TRAVAIL DEMANDÉ>
1) D'après l'extrait du document, combien de pays sont représentés dans le Directory de l'IALHI ?
2) Relevez chaque ligne des entrées qui contient la chaîne "hair", en tenant compte de la casse.

EXTRAIT DU DOCUMENT>
══════════
Cependant, telle qu'elle se présente actuellement, avec ses possibles erreurs et imperfections et son nécessaire élargissement, la Current Left and Labour Press est une réalisation remarquable, extrêmement utile pour les bibliothécaires et les chercheurs, et fruit d'un travail de collaboration internationale jusqu'à présent unique. C'est une entreprise très intéressante sur le plan scientifique et qui devrait inciter à la réalisation d'autres catalogues du même type (pourquoi pas, par exemple, un répertoire de la presse ouvrière et sociale possédée dans les bibliothèques et centres de documentation français ?). Ce travail réalisé par l'IALHI pour la presse ouvrière et sociale en cours peut ainsi servir d'exemple et de catalyseur pour des réalisations encore plus vastes par pays. C'est pourquoi, l'entreprise de l'IALHI, entreprise pionnière en histoire sociale, doit absolument être poursuivie.
La seconde publication de l'IALHI présentée lors de ce congrès a été le Directory, annuaire des membres de l'Association. Le rapport sur ce travail a été fait par le représentant de l'organisme qui a recueilli les données et assuré l'impression de l'annuaire : Horst Ziska, de la Friedrich Ebert Stiftung, de Bonn.
Ce Directory recense 70 bibliothèques, instituts, centres d'archives et de documentation faisant partie de l'IALHI. Vingt pays sont représentés : quatorze pays européens, trois d'Amérique (USA, Canada, Venezuela), un d'Asie (Japon), ainsi que l'Australie et Israël.
A partir d'un questionnaire envoyé aux différentes institutions, ce Directory donne une description de chacune d'elles : adresse, directeur, date de création, nombre de documents, système de classification, thèmes, langues des documents, accès, fonds spéciaux, publications... Ce sont, par conséquent, de très utiles renseignements qui sont donnés dans ce Directory, utiles tant pour les professionnels des bibliothèques que pour les lecteurs.
Il serait intéressant d'assurer une large diffusion de cet annuaire, même s'il ne s'agit encore que d'une première édition destinée à être améliorée et complétée ; en effet, il serait nécessaire d'homogénéiser la présentation des différentes institutions, car en dépit du plan envoyé par l'IALHI et des échanges de correspondance, les notices ne suivent pas toutes le même schéma et sont de longueurs très diverses (pas toujours proportionnées avec l'importance des fonds). La nouvelle édition pourrait également développer la description de fonds rares possédés par les bibliothèques. Mais cette première réalisation est déjà un précieux instrument de travail.
══════════
DONNÉES DE TRAVAIL>
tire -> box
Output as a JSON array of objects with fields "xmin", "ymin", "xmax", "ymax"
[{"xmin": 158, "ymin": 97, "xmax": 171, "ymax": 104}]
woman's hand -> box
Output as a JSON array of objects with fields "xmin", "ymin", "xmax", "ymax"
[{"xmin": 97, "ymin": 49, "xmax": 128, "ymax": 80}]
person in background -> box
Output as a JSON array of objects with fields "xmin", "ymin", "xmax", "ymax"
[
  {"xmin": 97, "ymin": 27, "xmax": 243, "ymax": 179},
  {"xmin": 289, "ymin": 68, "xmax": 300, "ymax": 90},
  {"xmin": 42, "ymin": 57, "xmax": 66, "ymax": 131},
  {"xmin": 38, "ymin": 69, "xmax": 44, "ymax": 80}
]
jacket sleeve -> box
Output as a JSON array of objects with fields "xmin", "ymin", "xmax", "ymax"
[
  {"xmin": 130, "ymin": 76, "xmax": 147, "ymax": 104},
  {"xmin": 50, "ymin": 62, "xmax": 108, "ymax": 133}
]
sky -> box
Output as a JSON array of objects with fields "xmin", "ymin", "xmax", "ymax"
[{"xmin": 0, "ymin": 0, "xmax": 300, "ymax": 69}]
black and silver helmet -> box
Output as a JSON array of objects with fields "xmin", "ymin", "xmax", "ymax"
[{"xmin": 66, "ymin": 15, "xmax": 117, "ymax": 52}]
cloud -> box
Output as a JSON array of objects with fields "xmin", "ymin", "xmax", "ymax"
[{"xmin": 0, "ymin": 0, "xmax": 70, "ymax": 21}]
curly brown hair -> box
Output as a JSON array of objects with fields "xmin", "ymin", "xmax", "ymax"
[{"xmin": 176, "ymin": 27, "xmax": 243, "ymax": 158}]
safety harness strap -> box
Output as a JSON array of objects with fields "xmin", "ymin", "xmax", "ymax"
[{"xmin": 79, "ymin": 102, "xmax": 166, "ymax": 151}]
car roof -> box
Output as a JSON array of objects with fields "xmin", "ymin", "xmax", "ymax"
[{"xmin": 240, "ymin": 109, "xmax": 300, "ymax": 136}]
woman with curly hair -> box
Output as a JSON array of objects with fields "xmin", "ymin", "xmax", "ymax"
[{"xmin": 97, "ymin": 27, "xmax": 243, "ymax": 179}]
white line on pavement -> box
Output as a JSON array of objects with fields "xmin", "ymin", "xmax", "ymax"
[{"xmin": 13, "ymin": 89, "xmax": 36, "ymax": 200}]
══════════
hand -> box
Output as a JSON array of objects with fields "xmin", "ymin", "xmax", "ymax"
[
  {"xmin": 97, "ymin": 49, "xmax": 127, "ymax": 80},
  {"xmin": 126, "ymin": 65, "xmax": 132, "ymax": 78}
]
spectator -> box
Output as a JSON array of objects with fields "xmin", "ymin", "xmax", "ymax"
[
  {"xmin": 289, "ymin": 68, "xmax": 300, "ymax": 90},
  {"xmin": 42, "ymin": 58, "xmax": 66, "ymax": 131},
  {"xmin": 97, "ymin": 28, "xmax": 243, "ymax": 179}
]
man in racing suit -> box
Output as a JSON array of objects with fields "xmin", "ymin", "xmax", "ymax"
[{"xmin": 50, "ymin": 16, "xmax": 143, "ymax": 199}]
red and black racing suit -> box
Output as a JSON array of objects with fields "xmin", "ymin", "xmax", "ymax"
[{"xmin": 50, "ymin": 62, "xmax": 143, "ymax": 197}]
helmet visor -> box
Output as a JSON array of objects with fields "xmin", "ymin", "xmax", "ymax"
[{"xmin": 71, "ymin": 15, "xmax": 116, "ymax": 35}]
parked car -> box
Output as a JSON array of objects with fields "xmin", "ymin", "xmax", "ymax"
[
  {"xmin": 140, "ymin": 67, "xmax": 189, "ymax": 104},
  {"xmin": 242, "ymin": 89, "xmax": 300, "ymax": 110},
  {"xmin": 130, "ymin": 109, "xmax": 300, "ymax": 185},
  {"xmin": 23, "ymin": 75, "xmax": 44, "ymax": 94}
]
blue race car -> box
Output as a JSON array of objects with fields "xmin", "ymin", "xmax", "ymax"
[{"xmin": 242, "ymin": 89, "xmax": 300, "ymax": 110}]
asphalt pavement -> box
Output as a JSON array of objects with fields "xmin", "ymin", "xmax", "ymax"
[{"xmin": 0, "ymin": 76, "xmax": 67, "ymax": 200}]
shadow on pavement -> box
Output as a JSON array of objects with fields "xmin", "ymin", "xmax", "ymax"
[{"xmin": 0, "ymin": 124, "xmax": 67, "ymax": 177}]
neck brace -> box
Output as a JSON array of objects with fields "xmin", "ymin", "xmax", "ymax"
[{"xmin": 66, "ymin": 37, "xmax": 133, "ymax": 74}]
══════════
CORRIGÉ>
1) Vingt pays.

2)
curly brown hair -> box
woman with curly hair -> box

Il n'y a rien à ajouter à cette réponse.